START Information supplied

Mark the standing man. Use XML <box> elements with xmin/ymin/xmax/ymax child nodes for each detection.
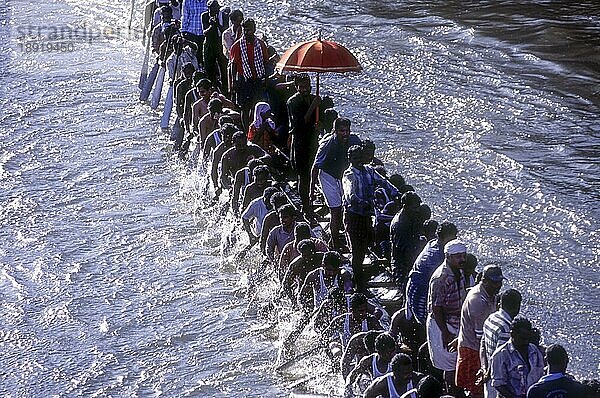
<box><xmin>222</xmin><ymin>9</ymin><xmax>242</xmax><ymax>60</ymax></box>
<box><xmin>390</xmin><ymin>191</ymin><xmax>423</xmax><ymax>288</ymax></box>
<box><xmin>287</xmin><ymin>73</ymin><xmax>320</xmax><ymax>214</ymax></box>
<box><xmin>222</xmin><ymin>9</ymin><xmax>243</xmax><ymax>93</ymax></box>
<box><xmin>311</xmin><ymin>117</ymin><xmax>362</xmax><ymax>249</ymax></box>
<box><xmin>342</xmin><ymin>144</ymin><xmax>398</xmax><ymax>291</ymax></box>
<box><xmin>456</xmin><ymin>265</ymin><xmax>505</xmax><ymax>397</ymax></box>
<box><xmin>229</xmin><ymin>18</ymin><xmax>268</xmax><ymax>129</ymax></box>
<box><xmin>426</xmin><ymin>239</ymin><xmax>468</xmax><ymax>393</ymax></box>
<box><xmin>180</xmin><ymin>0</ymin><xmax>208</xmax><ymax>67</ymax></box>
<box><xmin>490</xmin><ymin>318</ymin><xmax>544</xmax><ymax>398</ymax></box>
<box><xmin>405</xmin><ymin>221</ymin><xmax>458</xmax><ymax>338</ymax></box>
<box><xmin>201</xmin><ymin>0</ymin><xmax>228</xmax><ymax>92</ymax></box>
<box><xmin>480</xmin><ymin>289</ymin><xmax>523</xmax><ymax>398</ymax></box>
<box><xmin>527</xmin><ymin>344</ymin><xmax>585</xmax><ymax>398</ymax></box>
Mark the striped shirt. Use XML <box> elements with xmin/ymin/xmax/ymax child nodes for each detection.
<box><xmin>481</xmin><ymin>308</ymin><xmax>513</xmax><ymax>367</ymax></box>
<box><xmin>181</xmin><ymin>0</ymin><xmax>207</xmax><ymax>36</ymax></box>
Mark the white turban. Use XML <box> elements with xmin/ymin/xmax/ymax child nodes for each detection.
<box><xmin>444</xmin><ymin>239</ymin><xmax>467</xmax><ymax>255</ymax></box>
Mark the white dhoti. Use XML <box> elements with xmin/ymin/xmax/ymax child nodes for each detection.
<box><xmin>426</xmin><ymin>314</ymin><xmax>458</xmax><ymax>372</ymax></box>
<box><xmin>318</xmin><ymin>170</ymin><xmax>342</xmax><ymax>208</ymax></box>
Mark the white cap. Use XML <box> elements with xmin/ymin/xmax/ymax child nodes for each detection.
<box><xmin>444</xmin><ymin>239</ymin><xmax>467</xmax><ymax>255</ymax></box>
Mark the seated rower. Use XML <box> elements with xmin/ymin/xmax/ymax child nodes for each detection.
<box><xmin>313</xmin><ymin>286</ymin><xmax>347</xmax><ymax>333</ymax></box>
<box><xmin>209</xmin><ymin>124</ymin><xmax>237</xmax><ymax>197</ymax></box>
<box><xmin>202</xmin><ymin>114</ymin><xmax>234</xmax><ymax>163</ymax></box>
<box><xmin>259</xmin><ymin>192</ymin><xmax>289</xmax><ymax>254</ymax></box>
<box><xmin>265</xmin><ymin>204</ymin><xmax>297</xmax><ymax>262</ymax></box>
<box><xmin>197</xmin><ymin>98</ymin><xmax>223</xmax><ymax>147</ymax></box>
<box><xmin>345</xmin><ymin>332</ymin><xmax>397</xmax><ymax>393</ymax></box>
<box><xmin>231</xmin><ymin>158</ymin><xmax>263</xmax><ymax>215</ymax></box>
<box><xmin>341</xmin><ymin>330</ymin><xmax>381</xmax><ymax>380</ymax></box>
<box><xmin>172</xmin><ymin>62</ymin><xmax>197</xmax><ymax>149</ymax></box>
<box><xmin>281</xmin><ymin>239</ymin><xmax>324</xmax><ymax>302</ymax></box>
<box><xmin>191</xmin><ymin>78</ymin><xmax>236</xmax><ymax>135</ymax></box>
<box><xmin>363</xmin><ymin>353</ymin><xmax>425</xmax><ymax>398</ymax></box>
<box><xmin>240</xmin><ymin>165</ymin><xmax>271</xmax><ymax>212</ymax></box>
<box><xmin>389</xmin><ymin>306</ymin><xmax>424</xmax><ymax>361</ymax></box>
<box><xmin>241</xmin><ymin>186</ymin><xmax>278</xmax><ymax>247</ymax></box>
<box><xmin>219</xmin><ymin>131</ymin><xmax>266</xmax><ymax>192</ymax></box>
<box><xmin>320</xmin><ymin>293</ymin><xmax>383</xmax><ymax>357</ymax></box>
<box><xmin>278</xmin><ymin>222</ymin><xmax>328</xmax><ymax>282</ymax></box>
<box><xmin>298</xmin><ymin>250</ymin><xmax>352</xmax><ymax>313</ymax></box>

END Information supplied
START Information supplied

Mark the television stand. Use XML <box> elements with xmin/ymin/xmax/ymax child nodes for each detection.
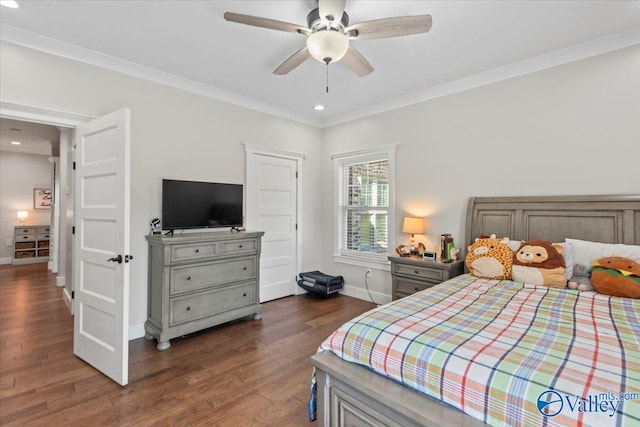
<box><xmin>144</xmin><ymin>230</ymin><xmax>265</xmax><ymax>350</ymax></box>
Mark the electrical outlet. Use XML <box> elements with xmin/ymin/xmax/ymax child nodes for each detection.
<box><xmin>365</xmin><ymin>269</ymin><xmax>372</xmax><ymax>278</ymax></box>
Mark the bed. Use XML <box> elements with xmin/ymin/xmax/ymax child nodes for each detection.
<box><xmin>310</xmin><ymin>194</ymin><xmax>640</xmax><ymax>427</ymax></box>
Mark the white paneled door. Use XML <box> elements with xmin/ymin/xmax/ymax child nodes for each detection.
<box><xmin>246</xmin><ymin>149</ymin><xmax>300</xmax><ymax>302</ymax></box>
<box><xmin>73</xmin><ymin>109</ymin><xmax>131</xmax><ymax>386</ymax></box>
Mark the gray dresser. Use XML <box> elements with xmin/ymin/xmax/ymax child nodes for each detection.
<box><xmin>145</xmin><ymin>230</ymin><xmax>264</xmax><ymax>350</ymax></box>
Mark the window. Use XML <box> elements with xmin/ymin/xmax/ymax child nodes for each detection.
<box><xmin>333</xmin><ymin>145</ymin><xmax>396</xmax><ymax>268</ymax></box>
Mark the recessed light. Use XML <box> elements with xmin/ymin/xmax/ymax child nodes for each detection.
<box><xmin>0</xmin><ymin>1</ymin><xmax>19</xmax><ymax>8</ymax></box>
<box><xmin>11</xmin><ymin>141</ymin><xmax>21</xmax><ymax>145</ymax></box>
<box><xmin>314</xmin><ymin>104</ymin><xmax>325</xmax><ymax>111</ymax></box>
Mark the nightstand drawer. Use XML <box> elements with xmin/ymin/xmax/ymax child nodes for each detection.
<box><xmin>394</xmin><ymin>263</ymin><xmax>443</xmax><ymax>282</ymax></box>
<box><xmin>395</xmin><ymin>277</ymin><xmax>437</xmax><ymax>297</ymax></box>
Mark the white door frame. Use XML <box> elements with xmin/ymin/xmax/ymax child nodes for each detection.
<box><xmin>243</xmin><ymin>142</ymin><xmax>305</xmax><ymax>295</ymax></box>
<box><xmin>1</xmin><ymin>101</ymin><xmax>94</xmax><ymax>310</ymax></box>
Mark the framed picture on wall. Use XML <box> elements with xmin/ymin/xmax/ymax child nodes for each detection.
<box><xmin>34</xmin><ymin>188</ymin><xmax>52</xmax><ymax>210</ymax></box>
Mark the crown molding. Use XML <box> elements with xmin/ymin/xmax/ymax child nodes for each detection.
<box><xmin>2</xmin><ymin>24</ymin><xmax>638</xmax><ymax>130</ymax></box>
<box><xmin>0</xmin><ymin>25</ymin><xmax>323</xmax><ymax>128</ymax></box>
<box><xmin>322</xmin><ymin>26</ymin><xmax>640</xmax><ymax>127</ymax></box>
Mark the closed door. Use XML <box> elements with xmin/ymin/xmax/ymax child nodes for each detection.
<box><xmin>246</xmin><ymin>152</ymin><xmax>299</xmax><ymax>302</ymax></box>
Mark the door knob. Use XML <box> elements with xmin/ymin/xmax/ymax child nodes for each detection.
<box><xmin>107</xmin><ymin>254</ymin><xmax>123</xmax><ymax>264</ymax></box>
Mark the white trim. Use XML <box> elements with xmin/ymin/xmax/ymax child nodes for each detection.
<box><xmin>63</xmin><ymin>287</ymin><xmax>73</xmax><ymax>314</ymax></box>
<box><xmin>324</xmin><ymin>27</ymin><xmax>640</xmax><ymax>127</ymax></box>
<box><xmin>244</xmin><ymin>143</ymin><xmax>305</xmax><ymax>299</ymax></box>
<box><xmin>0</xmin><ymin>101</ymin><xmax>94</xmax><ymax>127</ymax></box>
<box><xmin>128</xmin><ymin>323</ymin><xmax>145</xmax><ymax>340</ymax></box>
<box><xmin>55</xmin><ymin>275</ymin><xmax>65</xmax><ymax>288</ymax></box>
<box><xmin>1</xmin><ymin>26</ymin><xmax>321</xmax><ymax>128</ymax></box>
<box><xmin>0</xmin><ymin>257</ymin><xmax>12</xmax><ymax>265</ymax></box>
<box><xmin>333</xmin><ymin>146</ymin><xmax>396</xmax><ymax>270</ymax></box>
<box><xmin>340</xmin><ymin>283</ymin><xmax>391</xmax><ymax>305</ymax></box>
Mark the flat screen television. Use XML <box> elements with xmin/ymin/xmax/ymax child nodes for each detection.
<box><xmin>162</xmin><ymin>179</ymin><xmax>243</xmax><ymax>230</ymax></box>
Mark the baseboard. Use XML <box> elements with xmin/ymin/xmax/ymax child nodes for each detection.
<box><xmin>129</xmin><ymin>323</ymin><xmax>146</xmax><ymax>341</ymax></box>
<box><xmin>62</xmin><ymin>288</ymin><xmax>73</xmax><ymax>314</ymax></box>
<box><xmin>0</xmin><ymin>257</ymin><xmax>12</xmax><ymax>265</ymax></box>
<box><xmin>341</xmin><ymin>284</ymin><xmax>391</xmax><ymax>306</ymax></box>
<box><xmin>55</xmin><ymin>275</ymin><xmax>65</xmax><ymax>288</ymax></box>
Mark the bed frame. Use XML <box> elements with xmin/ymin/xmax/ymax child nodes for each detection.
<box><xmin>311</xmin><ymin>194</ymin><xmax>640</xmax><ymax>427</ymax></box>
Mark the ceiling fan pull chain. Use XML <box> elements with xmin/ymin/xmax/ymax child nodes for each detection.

END Information supplied

__Task__
All that belongs in the answer is the run of lines above from the line containing "Mark the bed frame." through the line containing "Mark the ceiling", exactly as written.

__Answer for this exercise__
Mark the bed frame. Use XML <box> elements with xmin/ymin/xmax/ymax child nodes for each detection.
<box><xmin>311</xmin><ymin>194</ymin><xmax>640</xmax><ymax>427</ymax></box>
Mark the ceiling fan pull chain. Use XML <box> elements with xmin/ymin/xmax/ymax child nodes for each detection.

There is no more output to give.